■ Exercise ■
Can you output as a numbered list, with blank lines left out, everything from the line containing "Where can you spot the cloudy" down to the end of the lines, both ends included?

■ Entries supplied ■
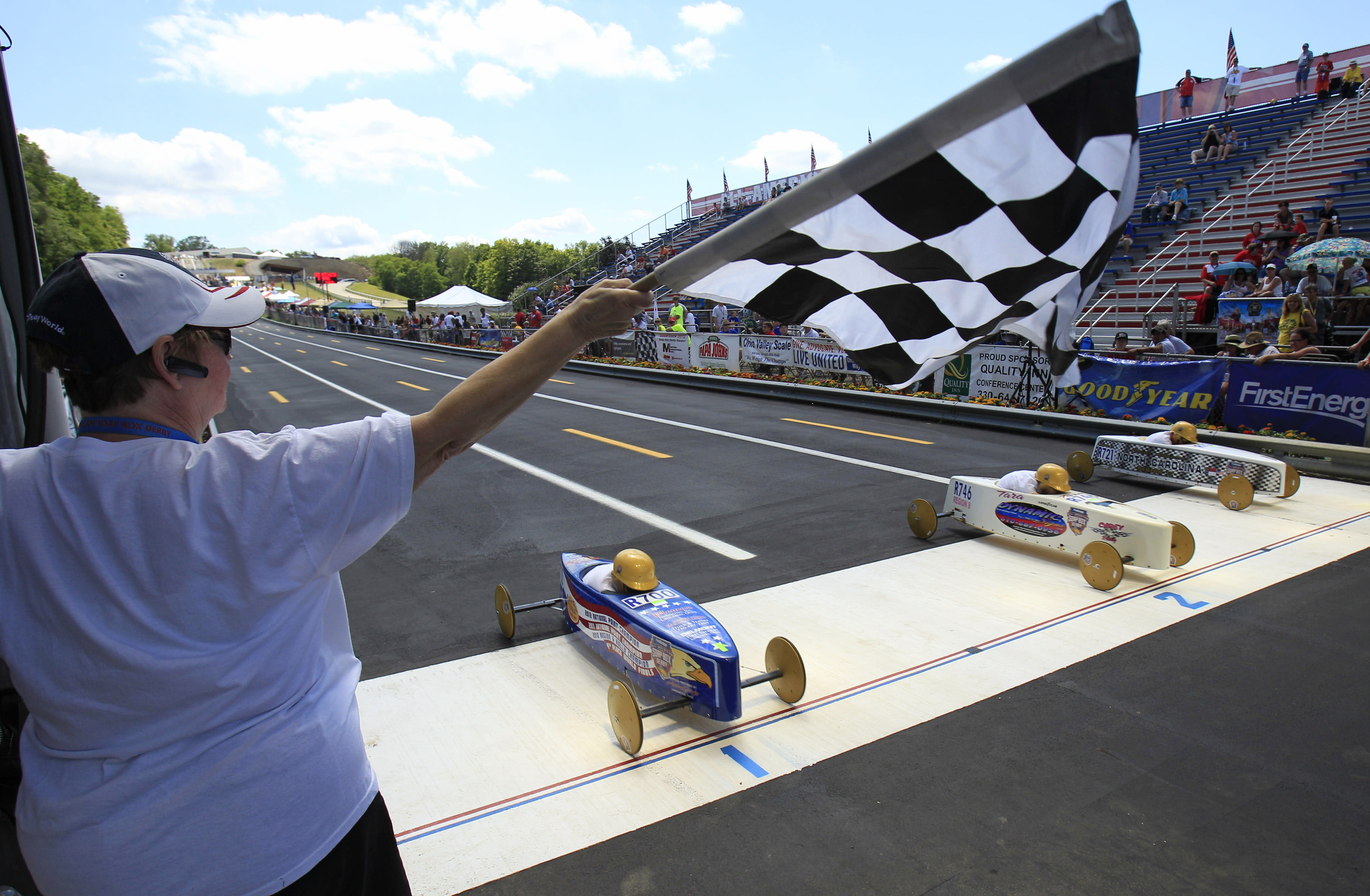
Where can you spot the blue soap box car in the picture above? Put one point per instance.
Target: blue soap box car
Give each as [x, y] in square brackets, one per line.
[665, 644]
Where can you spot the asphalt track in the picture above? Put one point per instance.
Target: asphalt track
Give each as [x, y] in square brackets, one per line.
[1238, 735]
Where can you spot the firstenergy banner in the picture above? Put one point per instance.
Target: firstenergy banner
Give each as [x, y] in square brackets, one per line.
[1328, 403]
[1179, 391]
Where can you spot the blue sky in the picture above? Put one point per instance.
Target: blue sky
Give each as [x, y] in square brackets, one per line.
[338, 128]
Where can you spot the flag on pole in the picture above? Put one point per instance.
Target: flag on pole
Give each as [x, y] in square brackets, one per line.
[995, 212]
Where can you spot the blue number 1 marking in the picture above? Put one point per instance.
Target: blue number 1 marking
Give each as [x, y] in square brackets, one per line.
[1181, 601]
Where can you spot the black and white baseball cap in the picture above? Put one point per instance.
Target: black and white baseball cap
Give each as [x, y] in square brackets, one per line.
[106, 307]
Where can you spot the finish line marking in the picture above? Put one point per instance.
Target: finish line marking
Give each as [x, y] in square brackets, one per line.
[710, 431]
[680, 531]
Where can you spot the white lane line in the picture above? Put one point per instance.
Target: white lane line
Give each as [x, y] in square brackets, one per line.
[710, 431]
[694, 536]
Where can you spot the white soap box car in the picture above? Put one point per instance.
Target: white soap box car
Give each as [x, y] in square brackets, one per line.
[1238, 475]
[1106, 535]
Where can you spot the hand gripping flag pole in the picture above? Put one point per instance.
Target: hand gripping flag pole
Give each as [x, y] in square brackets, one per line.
[995, 212]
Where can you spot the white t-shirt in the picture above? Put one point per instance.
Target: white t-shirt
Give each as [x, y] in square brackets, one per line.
[1020, 481]
[602, 579]
[173, 616]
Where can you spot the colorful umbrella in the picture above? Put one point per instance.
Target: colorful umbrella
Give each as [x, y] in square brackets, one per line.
[1328, 254]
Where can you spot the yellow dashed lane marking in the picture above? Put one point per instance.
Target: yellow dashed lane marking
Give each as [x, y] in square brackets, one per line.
[620, 444]
[861, 432]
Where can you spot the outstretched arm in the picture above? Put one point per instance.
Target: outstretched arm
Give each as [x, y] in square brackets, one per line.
[468, 413]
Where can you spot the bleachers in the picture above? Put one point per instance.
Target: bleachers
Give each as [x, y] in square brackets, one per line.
[1291, 154]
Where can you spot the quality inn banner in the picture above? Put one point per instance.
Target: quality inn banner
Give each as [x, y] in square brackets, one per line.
[1179, 391]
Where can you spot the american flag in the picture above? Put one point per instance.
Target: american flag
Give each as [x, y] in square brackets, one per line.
[995, 212]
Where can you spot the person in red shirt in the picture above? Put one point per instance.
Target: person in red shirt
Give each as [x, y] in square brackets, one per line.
[1187, 95]
[1254, 254]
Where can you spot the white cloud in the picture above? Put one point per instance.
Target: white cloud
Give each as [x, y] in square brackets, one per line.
[787, 151]
[233, 51]
[568, 227]
[195, 173]
[487, 81]
[368, 140]
[698, 53]
[328, 235]
[988, 63]
[711, 18]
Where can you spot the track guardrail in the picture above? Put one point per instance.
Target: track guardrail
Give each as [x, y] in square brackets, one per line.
[1310, 458]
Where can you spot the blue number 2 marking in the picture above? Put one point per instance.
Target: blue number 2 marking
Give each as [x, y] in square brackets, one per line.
[1181, 601]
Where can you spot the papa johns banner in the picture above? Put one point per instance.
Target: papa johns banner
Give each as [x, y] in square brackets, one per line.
[1328, 403]
[1179, 391]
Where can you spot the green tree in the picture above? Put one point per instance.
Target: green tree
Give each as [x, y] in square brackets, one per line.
[66, 218]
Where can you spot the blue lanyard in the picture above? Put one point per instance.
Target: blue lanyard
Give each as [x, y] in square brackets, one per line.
[131, 427]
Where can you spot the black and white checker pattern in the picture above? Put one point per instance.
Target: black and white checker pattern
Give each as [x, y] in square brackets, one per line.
[1005, 228]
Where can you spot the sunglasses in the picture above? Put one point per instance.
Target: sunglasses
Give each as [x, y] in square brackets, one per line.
[220, 336]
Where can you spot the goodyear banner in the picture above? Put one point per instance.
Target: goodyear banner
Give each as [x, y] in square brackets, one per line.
[1179, 391]
[716, 350]
[1328, 403]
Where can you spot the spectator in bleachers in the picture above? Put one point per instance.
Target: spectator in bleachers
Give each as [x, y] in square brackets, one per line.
[1324, 86]
[1187, 95]
[1351, 80]
[1301, 76]
[1234, 88]
[1209, 275]
[1301, 346]
[1177, 206]
[1270, 286]
[1229, 142]
[1151, 212]
[1329, 220]
[1209, 147]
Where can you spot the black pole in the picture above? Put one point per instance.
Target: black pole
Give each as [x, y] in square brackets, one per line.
[20, 272]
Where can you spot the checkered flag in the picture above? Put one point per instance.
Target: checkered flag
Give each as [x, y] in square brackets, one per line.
[995, 212]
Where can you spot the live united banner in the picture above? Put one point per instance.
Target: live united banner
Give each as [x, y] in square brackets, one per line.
[1179, 391]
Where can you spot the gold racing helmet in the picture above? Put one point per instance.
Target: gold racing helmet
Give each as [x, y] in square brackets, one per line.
[633, 569]
[1053, 480]
[1186, 433]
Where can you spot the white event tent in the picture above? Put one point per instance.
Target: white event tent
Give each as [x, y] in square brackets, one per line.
[465, 300]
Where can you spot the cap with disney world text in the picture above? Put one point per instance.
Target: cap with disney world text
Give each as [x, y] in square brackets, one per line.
[103, 309]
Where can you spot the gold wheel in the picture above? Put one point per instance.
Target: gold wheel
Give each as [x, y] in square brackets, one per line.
[1236, 492]
[1181, 545]
[922, 518]
[1080, 466]
[505, 610]
[625, 717]
[1101, 565]
[782, 654]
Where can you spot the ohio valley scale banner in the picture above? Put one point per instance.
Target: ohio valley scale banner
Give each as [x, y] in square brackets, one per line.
[1328, 403]
[1179, 391]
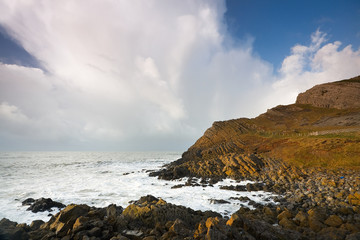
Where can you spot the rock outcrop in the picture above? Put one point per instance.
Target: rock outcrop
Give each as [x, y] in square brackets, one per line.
[283, 139]
[151, 218]
[42, 204]
[308, 152]
[342, 95]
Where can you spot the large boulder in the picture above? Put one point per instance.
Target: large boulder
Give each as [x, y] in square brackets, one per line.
[42, 204]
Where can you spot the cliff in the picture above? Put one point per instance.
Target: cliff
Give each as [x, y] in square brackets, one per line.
[342, 94]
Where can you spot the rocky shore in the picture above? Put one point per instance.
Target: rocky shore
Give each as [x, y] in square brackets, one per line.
[316, 206]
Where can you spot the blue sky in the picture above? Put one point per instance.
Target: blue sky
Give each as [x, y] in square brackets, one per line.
[155, 74]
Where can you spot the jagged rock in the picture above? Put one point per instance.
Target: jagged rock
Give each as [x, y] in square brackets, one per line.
[333, 221]
[331, 233]
[42, 204]
[219, 201]
[36, 224]
[150, 210]
[9, 231]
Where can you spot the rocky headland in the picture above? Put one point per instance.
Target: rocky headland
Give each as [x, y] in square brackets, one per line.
[308, 153]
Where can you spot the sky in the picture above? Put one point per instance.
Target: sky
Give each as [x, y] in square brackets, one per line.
[153, 75]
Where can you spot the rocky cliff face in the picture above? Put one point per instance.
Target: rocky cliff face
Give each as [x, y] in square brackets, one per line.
[341, 95]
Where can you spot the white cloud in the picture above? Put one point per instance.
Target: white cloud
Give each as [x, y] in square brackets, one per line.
[143, 74]
[320, 62]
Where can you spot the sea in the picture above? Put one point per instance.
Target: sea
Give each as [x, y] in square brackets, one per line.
[103, 178]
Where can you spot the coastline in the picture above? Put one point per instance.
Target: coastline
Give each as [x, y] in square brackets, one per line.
[318, 205]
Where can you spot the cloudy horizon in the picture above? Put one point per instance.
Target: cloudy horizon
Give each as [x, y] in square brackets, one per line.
[144, 75]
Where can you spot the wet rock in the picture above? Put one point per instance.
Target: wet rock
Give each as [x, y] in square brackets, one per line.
[64, 221]
[9, 230]
[333, 221]
[218, 201]
[179, 228]
[284, 214]
[28, 201]
[331, 233]
[177, 186]
[354, 236]
[287, 223]
[112, 211]
[239, 188]
[301, 219]
[36, 224]
[147, 212]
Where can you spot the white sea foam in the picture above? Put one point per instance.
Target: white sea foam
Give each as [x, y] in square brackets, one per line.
[99, 179]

■ Correct response ■
1. Where can you spot the cloudy horizon in the picture above? Put one point per instance.
2. Target: cloudy horizon
3. Give each as [x, y] in square brackets, one per line.
4. [144, 75]
5. Where can you spot the wet rock in the picture above? Put one point per instance.
6. Target: wet rock
7. Give each as [x, y] in square brackets, one per line.
8. [64, 221]
9. [9, 230]
10. [333, 221]
11. [218, 201]
12. [179, 228]
13. [284, 214]
14. [28, 201]
15. [331, 233]
16. [177, 186]
17. [354, 236]
18. [287, 223]
19. [112, 211]
20. [239, 188]
21. [301, 219]
22. [36, 224]
23. [147, 212]
24. Where can you spot the white sea foam in the picture above? Put one point per instance.
25. Target: white sea foam
26. Give each as [x, y] in square brackets, one per line.
27. [99, 179]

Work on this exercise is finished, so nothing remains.